§ WORK ORDER
Carry on the first-person account below of a health decline and a float tank turning point, picking up right after its last sentence.

___ TEXT FOR ANALYSIS

My story

I'm still a work in progress. This is how I got here.

I'm not a doctor and I'm not finished. What I am is someone who watched his own health fall apart, refused to accept that nothing could be done, and spent years figuring out what actually moves the needle. Everything here is what I've genuinely learned. Not what I'm paid to say.


There's a version of me that most people who come through the clinic door would never guess existed. The version that spent his weekends in nightclubs until 4am. That promoted events, ran bar crews, danced hip-hop competitively, and genuinely loved every chaotic second of it. That was me. Not a phase, not a detour. And while I was doing it, I was slowly destroying my body.

I grew up the youngest of six. Tight family. My dad taught Hapkido (a Korean martial art, methodical, precision-based). I watched him break problems into structure before I had language for what that was. What I had, early on, was a love of patterns. Chess. Maths. Software logic. Not because I was a prodigy (I wasn't), but because they all shared the same skeleton underneath: cause, effect, system. I liked knowing how things fit together.

The nightclub years weren't a mistake. I was embedded in that world. Genuinely, not as a tourist. Hip-hop dancer. Promoter. Team leader. I read rooms. I knew what people needed before they asked. But underneath it, I was carrying something I couldn't name. Anger, mostly. Not at anything specific. Just present, constant, sitting in my chest like a weight I'd got used to.

One day I went into a float tank super angry. I came out and everything was clear. I don't know how else to explain it. Went in wrecked, came out calm. And my first thought wasn't that was amazing. It was: something is wrong with me, and I need to work on it. That was the actual turning point. Not the injuries. Not the business. That float tank.

______
___ GIVEN RECORDS

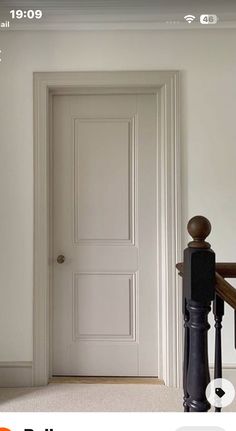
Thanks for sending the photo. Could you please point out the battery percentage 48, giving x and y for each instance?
(208, 19)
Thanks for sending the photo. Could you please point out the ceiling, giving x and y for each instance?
(119, 14)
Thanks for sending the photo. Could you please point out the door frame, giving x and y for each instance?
(165, 85)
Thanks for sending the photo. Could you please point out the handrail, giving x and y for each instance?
(224, 289)
(225, 269)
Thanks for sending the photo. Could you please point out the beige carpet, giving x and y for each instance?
(91, 398)
(68, 397)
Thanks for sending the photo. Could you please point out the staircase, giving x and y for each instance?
(204, 290)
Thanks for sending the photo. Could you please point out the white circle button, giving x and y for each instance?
(220, 393)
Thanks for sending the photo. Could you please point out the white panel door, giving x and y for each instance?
(104, 218)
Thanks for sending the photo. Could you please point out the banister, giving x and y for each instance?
(226, 291)
(204, 285)
(225, 269)
(223, 288)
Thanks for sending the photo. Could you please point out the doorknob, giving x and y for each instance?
(60, 258)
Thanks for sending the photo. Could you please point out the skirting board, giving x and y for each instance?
(15, 374)
(228, 372)
(19, 374)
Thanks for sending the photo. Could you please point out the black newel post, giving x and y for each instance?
(198, 291)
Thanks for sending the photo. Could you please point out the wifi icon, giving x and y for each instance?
(189, 18)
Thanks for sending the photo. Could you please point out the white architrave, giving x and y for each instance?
(165, 85)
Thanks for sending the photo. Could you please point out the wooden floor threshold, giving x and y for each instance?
(106, 380)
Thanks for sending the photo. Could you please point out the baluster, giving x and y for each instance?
(218, 309)
(186, 353)
(199, 288)
(235, 329)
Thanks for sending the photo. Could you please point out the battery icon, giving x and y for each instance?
(208, 19)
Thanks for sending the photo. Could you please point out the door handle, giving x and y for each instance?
(61, 258)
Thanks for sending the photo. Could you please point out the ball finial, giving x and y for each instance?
(199, 228)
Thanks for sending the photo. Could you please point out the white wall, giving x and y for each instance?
(207, 61)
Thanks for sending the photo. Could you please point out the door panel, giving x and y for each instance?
(104, 189)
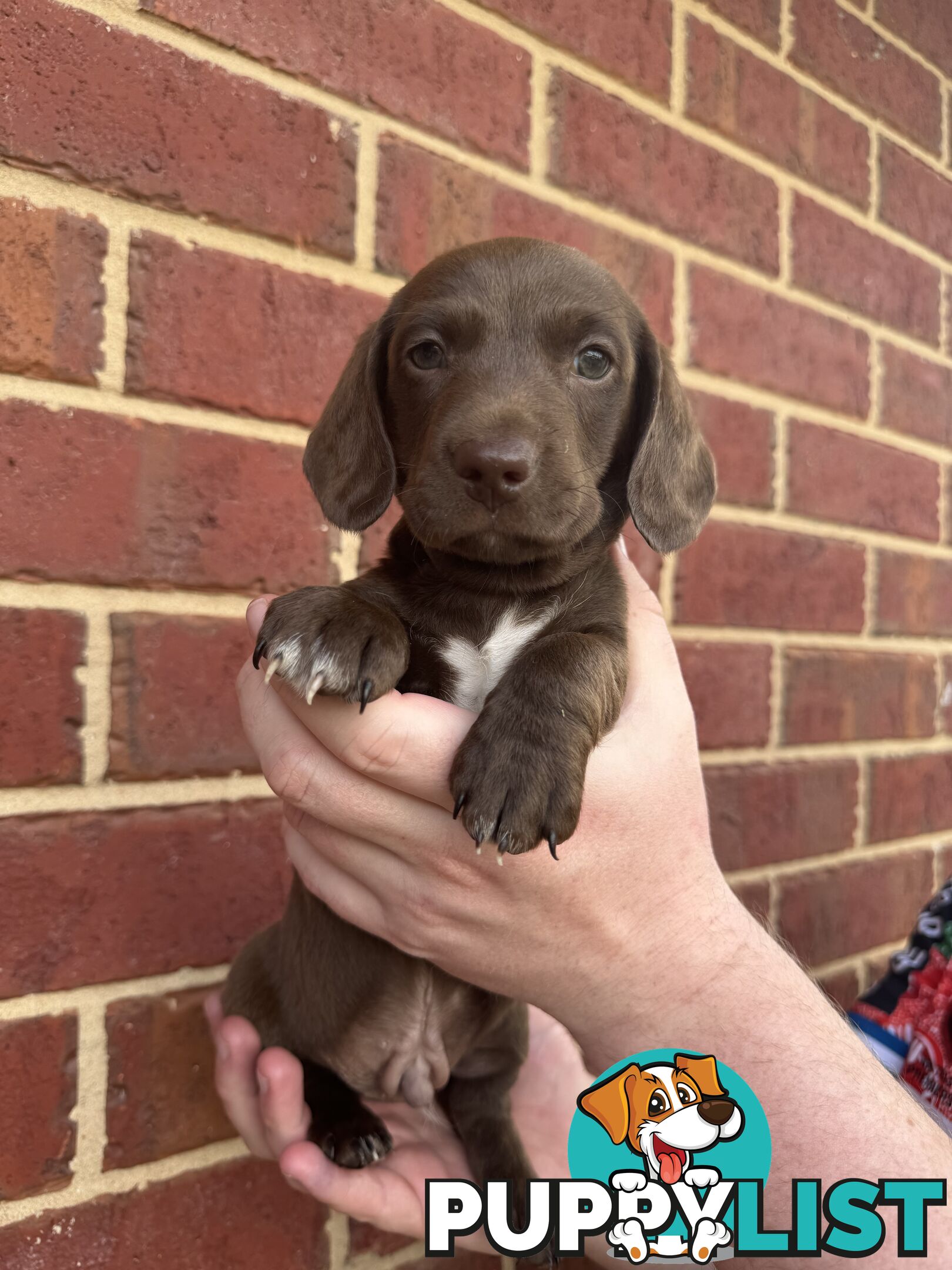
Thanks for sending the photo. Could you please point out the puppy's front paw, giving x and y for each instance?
(330, 640)
(514, 790)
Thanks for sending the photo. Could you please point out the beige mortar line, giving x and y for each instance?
(861, 831)
(117, 299)
(875, 185)
(98, 996)
(786, 32)
(833, 530)
(540, 118)
(782, 869)
(97, 684)
(128, 216)
(121, 1181)
(131, 796)
(75, 397)
(679, 59)
(816, 640)
(99, 602)
(367, 176)
(894, 747)
(289, 85)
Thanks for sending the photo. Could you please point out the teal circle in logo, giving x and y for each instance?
(592, 1154)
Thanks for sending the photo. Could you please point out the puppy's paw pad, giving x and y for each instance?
(328, 640)
(358, 1144)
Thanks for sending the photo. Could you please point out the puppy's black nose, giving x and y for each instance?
(716, 1110)
(494, 470)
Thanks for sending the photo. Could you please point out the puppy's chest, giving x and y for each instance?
(477, 666)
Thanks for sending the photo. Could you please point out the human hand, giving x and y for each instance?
(262, 1091)
(367, 803)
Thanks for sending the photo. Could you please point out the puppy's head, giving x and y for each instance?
(514, 399)
(665, 1110)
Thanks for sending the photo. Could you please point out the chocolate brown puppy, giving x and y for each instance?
(514, 400)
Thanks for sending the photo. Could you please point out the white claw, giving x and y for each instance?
(314, 687)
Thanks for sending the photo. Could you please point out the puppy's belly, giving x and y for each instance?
(403, 1045)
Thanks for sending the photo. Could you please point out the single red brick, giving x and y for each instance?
(37, 1094)
(914, 199)
(240, 335)
(841, 986)
(909, 797)
(827, 914)
(833, 695)
(762, 814)
(839, 477)
(922, 23)
(760, 18)
(115, 895)
(175, 705)
(743, 576)
(837, 259)
(729, 686)
(243, 1216)
(756, 897)
(629, 38)
(371, 1239)
(42, 701)
(847, 55)
(417, 61)
(614, 154)
(742, 440)
(81, 101)
(917, 395)
(913, 596)
(154, 503)
(428, 205)
(759, 107)
(162, 1098)
(51, 292)
(765, 339)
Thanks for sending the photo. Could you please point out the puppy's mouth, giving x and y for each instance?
(672, 1161)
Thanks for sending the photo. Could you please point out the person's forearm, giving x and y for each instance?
(726, 988)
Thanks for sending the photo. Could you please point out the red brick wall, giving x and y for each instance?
(201, 205)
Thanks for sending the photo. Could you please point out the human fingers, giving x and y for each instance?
(236, 1082)
(286, 1117)
(306, 775)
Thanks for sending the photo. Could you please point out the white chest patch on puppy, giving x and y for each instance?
(480, 667)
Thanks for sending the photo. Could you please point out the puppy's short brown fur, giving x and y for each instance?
(516, 402)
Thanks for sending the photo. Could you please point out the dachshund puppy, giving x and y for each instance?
(516, 402)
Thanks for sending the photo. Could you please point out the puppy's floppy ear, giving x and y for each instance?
(702, 1068)
(608, 1104)
(672, 480)
(348, 460)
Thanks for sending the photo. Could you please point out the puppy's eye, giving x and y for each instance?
(592, 363)
(656, 1104)
(427, 356)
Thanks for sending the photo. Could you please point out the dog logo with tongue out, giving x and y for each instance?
(667, 1113)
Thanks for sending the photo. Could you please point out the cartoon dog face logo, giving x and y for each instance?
(665, 1112)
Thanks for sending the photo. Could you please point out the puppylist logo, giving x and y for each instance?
(669, 1154)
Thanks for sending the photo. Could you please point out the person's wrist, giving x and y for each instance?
(640, 970)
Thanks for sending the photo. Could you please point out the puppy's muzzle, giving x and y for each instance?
(495, 472)
(716, 1110)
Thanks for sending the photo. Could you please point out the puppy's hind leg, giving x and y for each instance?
(346, 1131)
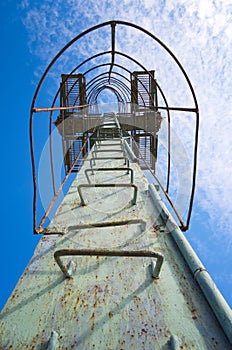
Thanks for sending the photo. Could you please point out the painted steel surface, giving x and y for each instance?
(111, 302)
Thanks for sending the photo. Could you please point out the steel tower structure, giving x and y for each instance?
(113, 269)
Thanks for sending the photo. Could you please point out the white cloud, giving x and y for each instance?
(199, 33)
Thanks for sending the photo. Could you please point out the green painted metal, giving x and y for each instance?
(113, 302)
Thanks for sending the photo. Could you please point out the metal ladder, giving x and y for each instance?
(109, 136)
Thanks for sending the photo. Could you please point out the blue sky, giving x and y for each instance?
(199, 33)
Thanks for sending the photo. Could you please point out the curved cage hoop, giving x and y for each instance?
(148, 109)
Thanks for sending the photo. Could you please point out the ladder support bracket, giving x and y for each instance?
(156, 266)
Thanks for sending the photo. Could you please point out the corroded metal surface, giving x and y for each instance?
(111, 302)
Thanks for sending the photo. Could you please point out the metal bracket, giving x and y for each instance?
(133, 202)
(114, 253)
(110, 224)
(110, 169)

______

§ SOLVED EXERCISE
Shortly after, my body made the decision for me. Hashimoto's thyroiditis: an autoimmune condition the medical system would manage but not fix. I was watching my body break down in ways I didn't understand, and I needed to know what was actually happening. That's what sent me looking.

I found a chiropractor who also did Chinese medicine. She massaged out delayed-onset muscle soreness completely, in one session, and my brain genuinely could not compute the mechanism. But it worked. I enrolled in the degree. I loved the physical side: the injury logic, the bodywork, the structural thinking. It mapped straight onto how I already thought.

That closed door pushed me sideways, into wellness, biohacking, alternative modalities. I started going deep: fasting, diet experiments (vegan was a disaster, carnivore was a revelation), fermented foods, microplastics, peptides. I did real work on myself instead of looking everywhere but inward. It's like we have amnesia, I kept thinking, and we're rediscovering what our ancestors already knew.

The first time I tried HBOT, I didn't feel much. I want to say that clearly, because every origin story is supposed to have a moment where the protagonist touches the thing that changes everything and knows. I didn't know. I just kept researching, because the research was compelling. And I looked around and realised: nobody near me was doing this properly. The modality existed. The evidence existed. The practice didn't.

So I bought a chamber. Then I looked at the numbers and stretched to a clinic-scale unit. I told one friend: "I'm putting everything on the line." That was the literal truth. I was bankrupt after the purchase. What followed wasn't a glorious hustle montage. It was equipment that didn't work out, a tiler who took the deposit and disappeared, a sauna business that bled cash, too many hats, never home. It affected everything. What kept me going? I had no other choice. I just had to make it work. That's not an inspiring answer. But it's the honest one. Honest answers are the only ones worth keeping.

The signal that things had turned wasn't dramatic. No champagne, no milestone moment. It was quieter than that. The bleeding slowed. I could breathe again. My own health has come a long way from where it was. HBOT, red light, peptides, diet, years of not quitting. I'm not going to tell you it's "fixed", because that's not how this works, and I'm still learning. But I understand both worlds now: the guy who destroys himself, and the guy who rebuilds. I've been both, sometimes at the same time.

The industry is still the Wild West, and regulation is coming. Most operators don't know what's about to hit them. I do, because I've already lost real money on equipment that won't meet what's coming. That's part of why I write so the people I serve, and the people thinking about this space, get the honest version before the rest of the world catches up.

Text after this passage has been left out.